— Start of MATERIAL FOR THE TASK —
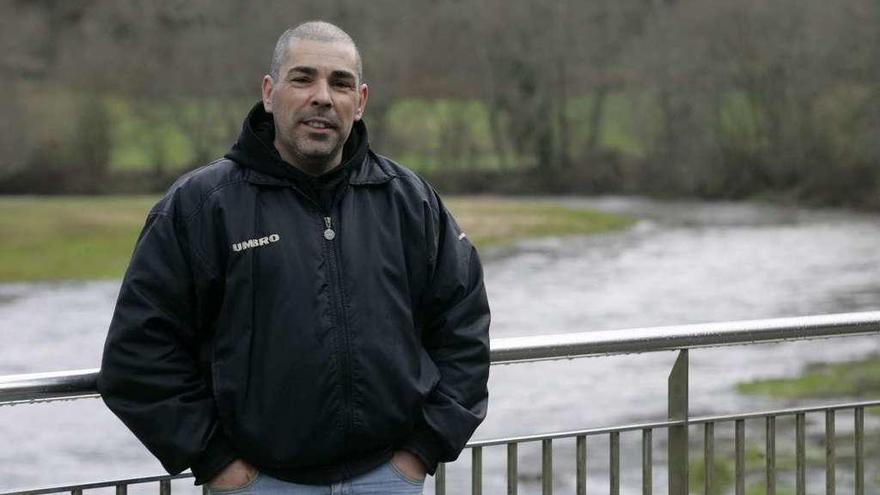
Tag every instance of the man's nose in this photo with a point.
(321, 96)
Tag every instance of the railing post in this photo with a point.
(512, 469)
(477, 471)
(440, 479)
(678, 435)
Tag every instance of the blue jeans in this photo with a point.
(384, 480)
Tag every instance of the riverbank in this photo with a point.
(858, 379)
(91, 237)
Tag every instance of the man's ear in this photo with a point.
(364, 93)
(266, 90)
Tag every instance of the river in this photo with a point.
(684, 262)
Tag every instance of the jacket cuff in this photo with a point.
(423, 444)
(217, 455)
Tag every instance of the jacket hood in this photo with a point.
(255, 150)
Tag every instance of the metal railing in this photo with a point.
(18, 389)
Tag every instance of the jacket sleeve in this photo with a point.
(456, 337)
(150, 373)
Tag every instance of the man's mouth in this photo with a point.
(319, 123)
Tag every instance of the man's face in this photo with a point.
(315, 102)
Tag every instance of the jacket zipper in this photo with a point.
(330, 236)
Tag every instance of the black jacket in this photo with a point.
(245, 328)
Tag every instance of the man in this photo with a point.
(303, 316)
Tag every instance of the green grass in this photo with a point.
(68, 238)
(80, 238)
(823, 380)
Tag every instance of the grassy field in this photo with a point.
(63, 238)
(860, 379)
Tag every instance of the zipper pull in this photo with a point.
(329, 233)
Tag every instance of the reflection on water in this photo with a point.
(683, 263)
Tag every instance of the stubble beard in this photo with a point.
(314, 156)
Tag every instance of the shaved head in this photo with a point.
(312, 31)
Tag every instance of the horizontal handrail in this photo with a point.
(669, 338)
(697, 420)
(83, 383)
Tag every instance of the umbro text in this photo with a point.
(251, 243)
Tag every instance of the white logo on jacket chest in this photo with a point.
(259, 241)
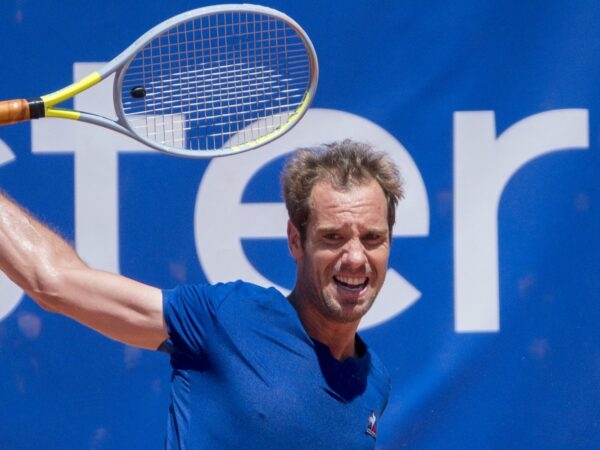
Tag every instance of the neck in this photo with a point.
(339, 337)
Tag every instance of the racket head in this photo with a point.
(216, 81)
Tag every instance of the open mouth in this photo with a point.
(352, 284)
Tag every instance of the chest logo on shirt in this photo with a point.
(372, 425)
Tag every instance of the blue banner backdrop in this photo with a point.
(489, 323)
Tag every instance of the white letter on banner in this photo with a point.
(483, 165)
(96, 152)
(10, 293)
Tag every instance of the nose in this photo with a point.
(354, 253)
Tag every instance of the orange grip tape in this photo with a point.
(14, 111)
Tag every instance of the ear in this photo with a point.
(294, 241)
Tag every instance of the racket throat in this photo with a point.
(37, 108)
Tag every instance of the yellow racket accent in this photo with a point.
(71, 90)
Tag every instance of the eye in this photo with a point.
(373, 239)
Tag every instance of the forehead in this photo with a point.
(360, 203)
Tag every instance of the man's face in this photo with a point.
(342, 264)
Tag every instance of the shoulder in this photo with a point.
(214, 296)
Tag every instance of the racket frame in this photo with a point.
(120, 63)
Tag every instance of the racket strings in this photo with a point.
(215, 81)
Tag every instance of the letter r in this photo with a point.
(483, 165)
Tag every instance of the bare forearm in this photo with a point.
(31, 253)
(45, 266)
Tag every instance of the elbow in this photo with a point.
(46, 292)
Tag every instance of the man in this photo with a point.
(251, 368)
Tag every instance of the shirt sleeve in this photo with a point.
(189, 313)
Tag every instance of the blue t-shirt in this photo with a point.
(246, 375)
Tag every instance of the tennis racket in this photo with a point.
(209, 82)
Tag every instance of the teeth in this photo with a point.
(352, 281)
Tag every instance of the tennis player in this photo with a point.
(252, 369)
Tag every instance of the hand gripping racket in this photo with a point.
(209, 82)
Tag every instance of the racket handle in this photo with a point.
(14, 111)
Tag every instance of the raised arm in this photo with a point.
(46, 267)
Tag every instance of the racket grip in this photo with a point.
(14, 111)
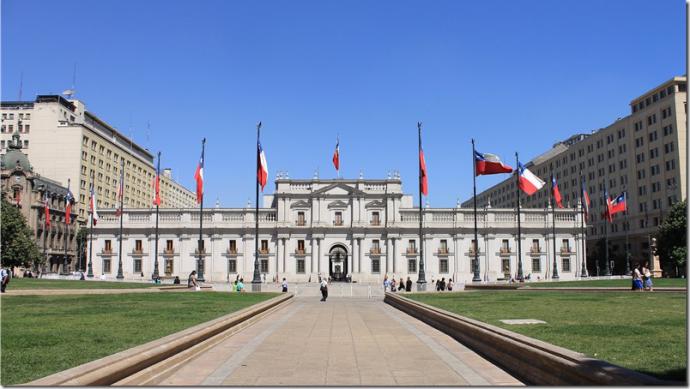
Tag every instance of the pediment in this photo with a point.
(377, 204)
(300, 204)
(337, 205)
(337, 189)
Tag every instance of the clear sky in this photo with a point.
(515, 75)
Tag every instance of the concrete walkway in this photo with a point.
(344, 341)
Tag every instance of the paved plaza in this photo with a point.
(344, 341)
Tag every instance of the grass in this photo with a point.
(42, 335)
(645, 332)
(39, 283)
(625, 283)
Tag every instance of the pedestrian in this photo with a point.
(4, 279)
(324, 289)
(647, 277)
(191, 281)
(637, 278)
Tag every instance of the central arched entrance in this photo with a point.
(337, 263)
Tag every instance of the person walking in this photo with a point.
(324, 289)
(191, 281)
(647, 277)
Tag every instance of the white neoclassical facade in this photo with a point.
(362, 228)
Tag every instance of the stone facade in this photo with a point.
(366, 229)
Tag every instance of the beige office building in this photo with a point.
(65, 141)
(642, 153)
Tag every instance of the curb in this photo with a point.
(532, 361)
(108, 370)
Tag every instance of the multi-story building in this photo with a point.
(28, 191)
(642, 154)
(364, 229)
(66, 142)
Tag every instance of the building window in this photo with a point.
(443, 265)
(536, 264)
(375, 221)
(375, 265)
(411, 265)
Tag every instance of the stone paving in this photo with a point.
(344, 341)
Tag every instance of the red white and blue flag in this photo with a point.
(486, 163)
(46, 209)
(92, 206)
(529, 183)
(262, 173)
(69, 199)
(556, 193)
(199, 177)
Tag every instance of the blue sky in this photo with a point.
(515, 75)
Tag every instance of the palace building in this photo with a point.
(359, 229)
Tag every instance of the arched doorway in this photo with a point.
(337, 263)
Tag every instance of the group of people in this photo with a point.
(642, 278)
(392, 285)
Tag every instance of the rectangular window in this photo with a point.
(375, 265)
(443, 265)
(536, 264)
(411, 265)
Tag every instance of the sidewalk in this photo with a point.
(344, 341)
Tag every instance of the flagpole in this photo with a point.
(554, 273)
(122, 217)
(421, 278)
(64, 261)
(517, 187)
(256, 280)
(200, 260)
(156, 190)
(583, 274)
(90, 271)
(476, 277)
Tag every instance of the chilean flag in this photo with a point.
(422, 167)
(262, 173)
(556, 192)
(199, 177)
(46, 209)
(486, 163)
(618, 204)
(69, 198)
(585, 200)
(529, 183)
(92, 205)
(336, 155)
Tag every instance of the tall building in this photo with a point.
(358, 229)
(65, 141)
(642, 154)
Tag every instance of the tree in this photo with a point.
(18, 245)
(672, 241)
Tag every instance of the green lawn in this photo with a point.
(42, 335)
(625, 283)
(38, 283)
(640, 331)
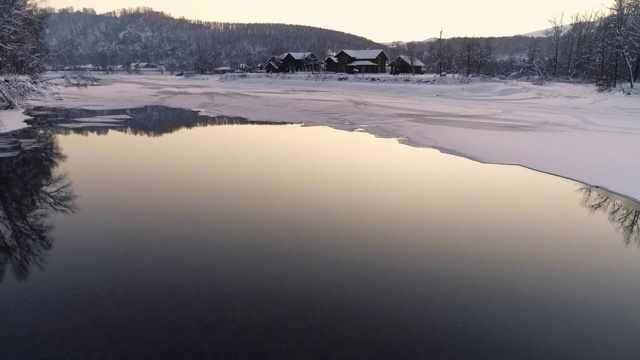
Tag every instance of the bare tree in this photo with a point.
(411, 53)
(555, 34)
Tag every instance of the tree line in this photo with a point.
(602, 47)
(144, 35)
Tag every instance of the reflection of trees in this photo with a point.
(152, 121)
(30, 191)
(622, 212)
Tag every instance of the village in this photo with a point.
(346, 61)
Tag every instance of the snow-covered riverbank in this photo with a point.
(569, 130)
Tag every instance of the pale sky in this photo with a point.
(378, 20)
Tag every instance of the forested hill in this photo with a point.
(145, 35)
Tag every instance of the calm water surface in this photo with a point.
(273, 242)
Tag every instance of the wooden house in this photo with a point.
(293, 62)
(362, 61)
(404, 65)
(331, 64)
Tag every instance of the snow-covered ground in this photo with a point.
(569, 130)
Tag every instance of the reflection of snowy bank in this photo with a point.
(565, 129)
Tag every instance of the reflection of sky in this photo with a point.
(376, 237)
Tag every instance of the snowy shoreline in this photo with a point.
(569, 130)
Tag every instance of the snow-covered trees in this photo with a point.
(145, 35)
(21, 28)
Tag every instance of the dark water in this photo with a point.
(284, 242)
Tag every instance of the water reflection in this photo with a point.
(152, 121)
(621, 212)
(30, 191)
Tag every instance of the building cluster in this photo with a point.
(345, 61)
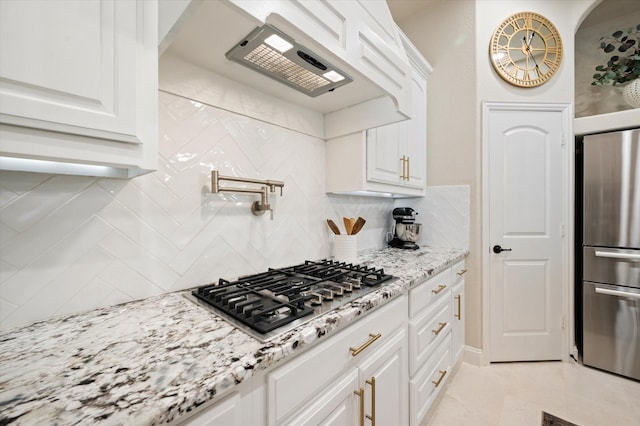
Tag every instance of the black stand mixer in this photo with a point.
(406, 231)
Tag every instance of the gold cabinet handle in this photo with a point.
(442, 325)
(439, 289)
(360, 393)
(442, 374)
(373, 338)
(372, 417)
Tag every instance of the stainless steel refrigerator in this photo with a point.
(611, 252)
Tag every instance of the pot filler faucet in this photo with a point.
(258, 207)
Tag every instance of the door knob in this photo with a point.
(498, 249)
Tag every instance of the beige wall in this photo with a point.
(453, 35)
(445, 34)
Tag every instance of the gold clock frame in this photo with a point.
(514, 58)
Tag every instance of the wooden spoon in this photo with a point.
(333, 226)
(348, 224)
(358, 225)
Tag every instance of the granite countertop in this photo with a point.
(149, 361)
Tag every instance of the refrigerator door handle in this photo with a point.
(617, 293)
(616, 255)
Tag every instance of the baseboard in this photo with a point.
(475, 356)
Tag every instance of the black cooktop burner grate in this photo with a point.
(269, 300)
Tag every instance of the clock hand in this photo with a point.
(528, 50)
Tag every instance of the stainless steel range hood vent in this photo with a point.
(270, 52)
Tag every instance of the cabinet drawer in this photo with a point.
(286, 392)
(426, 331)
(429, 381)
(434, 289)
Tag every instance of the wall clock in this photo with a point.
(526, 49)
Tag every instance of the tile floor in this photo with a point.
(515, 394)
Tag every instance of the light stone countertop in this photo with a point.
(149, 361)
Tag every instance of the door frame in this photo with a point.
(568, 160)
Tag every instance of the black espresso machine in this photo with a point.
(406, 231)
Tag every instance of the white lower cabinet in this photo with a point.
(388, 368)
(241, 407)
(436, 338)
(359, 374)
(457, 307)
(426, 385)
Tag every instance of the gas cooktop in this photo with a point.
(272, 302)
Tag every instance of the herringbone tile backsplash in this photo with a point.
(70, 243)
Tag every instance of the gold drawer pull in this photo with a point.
— End of MATERIAL FOR THE TASK —
■ AIM ■
Rewrite everything from the line containing "Tag every instance of the stainless steel range" down to the last of the lines, both included, with each request kept as it is. Multiply every point coordinate by 0.35 and round it to a whole number, with halves rounding up.

■ CORRECT RESPONSE ■
Tag every instance of the stainless steel range hood vent in this photo with a point.
(95, 18)
Tag every instance of the cabinet drawer in this photo with a point.
(100, 137)
(149, 116)
(150, 133)
(152, 101)
Tag every instance of the wall clock in this photo with a point.
(184, 17)
Tag every instance of the tile floor in this photo with a point.
(180, 138)
Tag every instance of the light stone countertop in this photo with a point.
(52, 126)
Tag every instance of the door frame in this photo with a point.
(199, 56)
Tag every instance of the black espresso machine in this photo with a point.
(142, 81)
Tag every instance of the white lower cabinet in this photo with a point.
(136, 129)
(84, 142)
(153, 118)
(126, 131)
(160, 107)
(149, 135)
Tag every instance of the gas cooktop in this photo with a point.
(95, 106)
Tag every instance of the herringbone tile backsplash in this photo with a point.
(25, 85)
Tag every instance of the gold drawer pull in this photo with a point.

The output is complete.